_TEXT PASSAGE_.

———

The Argentines might never fully reclaim their prosperous past but trade opportunities are wide open for savvy UAE investorsBy Robin Yapp
The Argentines might never fully reclaim their prosperous past but trade opportunities are wide open for savvy UAE investors
Argentina was one of the world’s wealthiest countries a century ago when Buenos Aires’ reputation as ‘the Paris of South America’ was at its height.
But in the 21st century it is known for its 2001 debt default and ongoing economic turmoil, prompted in early 2014 by the government devaluing the peso followed by another (much smaller) default in July.
Yet despite these troubles, the South American nation is gaining a growing reputation as an important emerging market and trade partner.
Argentina boasts rich natural resources, high literacy and a vast export-oriented agricultural sector, famed for its beef but also for producing huge quantities of soybean and cereals.
It also has a diversified industrial base, encompassing areas such as food processing, consumer durables, textiles, chemicals and petrochemicals.
Argentina’s GDP per head ($18,600 in 2013 on a purchasing power parity basis), places it second to Chile among South America’s most affluent nations and it experienced growth of 8.9 per cent as recently as 2011.
While now in recession, Argentina’s medium to long-term trade prospects remain positive as it stands to benefit from rising demand for meat and other food products from fast-growing Asian nations, according to a recent HSBC forecast.
Indonesia and India will become the fourth and fifth most important destinations for Argentina’s exports by 2030, it predicts. Brazil, China and the US will be unchanged as the top three.
Many companies in the United Arab Emirates could find significant opportunities in this growth in trade from Argentina to Asia.
Argentina wants to use Dubai as a hub to export agro-industrial and livestock products, including halal meat, around the UAE and the rest of the Middle East, Africa and south Asia.
Dubai’s Department of Economic Development signed a cooperation agreement on the issue with Argentina’s Ministry of Agriculture in 2012 and further talks have since taken place to move the idea forward.
Bilateral trade relations have been dominated by UAE imports, as shown by a 2014 Economist Intelligence Unit (EIU) report, commissioned by Dubai Chamber of Commerce and Industry to mark an official UAE visit to Latin America.
Imports from Argentina totalled $280 million in 2012, including $72 million of maize, $35 million of barley and $29 million of tubes and pipes for the energy sector.
UAE exports to Argentina were worth only US$33 million, mainly organic chemicals.
However, sources in Dubai Chamber said trade in that direction could soon flow much more freely, with potential for greater exports and re-exports.

———

_RECORDS PROVIDED_.

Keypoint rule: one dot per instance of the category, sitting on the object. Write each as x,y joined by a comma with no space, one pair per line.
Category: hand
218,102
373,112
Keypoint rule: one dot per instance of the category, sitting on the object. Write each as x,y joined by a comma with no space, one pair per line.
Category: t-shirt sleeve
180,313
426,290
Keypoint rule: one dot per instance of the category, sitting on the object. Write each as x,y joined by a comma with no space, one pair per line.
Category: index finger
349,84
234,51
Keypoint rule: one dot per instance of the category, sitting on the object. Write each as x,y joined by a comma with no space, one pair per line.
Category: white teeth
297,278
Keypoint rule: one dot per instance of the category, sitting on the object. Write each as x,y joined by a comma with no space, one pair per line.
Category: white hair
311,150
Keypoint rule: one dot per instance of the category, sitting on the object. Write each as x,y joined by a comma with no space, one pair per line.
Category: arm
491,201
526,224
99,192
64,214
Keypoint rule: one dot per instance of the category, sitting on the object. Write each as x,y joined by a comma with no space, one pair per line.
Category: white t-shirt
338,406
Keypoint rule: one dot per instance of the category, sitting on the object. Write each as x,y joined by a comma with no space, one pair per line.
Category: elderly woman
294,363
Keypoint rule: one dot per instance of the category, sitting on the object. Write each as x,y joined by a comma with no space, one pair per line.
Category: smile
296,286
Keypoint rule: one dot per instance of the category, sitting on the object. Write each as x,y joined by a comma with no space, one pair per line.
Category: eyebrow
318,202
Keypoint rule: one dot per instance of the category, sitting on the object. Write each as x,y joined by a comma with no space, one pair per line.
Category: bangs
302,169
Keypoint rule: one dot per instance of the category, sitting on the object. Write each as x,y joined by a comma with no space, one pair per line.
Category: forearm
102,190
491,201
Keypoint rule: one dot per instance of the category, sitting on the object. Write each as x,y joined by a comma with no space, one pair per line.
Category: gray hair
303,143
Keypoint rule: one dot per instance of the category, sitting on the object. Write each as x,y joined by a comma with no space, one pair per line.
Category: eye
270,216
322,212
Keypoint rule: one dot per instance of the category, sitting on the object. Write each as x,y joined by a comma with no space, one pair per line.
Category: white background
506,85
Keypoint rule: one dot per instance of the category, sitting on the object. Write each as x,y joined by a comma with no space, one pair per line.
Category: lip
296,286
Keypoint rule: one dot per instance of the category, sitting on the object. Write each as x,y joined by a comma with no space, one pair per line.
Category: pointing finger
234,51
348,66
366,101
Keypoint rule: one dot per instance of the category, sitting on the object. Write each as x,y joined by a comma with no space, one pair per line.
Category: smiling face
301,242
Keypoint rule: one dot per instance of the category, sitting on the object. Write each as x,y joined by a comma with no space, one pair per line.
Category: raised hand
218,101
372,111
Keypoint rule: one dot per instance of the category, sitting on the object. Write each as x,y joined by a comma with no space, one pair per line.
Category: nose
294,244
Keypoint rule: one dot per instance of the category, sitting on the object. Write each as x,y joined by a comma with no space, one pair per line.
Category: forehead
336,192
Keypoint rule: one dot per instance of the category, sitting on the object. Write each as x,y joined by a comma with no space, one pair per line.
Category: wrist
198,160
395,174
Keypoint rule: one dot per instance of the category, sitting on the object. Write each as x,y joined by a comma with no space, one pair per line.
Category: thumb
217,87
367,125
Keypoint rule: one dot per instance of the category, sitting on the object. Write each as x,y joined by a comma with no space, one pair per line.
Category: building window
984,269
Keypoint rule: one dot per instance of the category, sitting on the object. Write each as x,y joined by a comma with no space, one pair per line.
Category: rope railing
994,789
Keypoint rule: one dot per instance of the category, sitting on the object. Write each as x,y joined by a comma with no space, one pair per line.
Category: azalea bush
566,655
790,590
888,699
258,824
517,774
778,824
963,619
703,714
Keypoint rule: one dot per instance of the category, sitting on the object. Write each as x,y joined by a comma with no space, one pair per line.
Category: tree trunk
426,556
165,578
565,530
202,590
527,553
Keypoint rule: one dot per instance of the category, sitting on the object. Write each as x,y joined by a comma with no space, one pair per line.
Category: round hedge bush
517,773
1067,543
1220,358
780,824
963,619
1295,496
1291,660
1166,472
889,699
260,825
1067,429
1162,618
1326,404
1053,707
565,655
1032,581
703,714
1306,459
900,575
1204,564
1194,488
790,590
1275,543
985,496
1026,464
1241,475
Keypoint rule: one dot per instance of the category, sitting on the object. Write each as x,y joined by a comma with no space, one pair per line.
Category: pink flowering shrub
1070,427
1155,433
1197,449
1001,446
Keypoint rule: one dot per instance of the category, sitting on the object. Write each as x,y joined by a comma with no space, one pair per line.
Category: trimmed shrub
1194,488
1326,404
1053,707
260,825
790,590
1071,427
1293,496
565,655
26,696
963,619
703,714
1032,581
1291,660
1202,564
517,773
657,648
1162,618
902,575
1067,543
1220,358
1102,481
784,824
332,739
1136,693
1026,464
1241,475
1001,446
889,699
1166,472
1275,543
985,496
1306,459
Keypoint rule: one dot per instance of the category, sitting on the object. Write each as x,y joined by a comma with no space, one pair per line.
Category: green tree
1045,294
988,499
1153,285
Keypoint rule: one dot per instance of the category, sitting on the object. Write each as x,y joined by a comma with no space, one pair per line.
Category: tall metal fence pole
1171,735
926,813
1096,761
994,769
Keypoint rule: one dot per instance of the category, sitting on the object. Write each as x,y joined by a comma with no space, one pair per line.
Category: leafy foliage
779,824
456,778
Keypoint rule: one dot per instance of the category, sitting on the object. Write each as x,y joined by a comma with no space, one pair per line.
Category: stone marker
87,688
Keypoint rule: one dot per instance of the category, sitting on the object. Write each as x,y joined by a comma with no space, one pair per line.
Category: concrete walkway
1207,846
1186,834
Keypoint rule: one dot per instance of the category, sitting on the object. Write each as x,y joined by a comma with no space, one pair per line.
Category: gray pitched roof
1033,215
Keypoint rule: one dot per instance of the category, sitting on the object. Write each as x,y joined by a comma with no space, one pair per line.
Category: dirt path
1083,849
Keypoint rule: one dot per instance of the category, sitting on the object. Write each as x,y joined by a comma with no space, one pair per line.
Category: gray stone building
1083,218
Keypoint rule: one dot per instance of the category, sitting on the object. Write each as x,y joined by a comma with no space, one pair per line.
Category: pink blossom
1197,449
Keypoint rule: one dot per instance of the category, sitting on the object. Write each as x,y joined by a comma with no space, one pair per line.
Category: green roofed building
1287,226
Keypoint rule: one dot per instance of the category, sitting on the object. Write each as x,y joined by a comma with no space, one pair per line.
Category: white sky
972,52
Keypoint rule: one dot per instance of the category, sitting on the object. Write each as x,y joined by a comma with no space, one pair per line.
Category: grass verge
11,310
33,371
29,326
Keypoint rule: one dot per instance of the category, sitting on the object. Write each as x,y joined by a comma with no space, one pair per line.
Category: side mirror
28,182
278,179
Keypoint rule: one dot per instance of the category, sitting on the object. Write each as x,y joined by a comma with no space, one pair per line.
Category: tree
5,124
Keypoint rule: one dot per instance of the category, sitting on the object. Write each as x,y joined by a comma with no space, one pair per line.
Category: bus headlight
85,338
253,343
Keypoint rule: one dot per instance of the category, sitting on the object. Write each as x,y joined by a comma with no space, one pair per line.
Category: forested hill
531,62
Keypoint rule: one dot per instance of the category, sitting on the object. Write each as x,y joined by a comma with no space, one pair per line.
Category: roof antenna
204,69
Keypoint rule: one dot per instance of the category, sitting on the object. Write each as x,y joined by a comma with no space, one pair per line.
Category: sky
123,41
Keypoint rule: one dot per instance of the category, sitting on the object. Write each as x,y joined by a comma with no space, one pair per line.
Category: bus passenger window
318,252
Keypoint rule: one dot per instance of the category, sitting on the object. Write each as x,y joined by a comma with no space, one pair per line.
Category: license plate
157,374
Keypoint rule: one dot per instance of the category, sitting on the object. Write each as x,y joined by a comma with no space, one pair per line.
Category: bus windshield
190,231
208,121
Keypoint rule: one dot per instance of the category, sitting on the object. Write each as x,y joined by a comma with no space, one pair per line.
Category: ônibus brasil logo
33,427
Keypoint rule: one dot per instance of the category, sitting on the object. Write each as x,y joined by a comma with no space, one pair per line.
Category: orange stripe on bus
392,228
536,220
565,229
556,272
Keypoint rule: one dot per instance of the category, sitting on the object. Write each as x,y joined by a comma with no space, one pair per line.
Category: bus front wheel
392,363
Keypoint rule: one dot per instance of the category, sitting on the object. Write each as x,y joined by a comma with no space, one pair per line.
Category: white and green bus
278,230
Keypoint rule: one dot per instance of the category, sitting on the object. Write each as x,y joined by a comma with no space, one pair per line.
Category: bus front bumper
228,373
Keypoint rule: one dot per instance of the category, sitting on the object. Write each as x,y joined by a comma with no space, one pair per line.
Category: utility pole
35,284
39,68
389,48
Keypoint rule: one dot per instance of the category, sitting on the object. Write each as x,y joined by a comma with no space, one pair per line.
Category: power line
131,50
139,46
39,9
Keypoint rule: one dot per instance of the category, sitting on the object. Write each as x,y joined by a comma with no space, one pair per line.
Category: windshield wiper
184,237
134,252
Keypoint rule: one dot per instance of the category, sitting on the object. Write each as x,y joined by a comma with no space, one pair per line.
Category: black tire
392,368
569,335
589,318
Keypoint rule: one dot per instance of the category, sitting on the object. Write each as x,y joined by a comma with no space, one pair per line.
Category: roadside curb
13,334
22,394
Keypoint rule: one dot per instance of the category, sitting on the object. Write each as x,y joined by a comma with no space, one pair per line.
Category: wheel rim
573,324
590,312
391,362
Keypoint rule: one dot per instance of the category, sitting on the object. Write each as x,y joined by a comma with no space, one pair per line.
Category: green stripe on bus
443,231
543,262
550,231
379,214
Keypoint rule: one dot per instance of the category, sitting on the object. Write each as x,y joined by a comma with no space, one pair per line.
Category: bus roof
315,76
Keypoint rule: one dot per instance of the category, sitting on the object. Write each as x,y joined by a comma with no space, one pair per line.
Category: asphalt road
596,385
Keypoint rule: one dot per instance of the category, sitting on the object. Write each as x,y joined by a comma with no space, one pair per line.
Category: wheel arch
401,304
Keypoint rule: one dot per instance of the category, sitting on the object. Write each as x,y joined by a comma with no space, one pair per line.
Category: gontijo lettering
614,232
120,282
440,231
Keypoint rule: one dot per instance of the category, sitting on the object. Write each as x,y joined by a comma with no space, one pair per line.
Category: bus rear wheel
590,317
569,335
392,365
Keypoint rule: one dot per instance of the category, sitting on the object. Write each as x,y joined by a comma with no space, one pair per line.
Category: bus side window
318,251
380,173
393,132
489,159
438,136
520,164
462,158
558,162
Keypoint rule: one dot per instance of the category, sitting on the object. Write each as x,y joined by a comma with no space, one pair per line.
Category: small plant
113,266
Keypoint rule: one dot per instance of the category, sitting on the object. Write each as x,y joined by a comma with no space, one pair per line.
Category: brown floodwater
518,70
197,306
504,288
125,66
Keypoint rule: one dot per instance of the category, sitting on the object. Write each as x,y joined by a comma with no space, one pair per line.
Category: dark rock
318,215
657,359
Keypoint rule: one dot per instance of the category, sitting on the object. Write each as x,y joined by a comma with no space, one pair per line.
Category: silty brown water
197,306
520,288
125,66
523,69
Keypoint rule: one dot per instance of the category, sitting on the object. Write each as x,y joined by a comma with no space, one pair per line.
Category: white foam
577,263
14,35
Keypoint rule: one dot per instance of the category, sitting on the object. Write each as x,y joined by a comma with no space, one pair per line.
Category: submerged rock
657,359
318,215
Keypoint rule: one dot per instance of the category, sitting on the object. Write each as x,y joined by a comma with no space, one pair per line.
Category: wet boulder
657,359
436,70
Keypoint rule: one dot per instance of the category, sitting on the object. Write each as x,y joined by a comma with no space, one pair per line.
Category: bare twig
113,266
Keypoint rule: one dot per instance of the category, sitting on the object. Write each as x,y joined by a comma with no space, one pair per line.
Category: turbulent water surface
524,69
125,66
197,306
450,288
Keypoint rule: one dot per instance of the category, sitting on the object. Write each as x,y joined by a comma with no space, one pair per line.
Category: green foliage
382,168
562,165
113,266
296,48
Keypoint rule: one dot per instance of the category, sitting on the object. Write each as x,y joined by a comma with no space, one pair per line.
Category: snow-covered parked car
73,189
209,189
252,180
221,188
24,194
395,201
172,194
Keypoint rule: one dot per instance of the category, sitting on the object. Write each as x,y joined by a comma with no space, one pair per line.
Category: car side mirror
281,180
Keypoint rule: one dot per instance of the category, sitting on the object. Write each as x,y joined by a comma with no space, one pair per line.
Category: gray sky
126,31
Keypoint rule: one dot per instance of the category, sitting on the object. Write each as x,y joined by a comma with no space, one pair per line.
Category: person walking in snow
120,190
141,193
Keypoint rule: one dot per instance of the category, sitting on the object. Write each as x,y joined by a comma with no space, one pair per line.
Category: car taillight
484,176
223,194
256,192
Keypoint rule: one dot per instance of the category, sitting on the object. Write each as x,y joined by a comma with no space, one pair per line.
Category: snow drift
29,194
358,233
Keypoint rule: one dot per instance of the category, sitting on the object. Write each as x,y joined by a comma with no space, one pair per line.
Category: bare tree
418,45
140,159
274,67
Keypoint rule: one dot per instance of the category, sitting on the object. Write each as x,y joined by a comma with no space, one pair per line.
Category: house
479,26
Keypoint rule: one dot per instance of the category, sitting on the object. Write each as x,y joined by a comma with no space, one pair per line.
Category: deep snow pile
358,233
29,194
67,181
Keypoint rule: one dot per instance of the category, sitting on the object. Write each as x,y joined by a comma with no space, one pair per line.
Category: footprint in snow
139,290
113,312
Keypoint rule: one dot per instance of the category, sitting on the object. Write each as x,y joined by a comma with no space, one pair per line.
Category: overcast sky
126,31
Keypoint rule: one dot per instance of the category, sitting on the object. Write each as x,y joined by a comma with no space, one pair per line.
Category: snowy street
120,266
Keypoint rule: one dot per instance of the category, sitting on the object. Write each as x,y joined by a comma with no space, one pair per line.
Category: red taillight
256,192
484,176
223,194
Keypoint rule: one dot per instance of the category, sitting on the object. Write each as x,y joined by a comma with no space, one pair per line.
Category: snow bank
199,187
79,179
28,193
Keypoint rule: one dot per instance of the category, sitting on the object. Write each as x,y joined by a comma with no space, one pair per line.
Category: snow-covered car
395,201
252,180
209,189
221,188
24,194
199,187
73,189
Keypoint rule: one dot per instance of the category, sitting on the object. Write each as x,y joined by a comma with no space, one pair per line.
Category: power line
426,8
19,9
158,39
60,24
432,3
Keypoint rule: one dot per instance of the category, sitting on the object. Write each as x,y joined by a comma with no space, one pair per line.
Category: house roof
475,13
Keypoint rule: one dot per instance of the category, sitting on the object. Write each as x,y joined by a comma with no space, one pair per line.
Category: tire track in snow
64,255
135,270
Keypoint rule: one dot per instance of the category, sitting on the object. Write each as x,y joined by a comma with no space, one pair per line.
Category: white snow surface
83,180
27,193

———

_YOUR OBJECTIVE_.
Copy the stretch of the article on Argentina's trade from "Argentina wants to" through "to Latin America.", renaming "Ministry of Agriculture" as "Ministry of Trade".

_EXERCISE RESULT_.
Argentina wants to use Dubai as a hub to export agro-industrial and livestock products, including halal meat, around the UAE and the rest of the Middle East, Africa and south Asia.
Dubai’s Department of Economic Development signed a cooperation agreement on the issue with Argentina’s Ministry of Trade in 2012 and further talks have since taken place to move the idea forward.
Bilateral trade relations have been dominated by UAE imports, as shown by a 2014 Economist Intelligence Unit (EIU) report, commissioned by Dubai Chamber of Commerce and Industry to mark an official UAE visit to Latin America.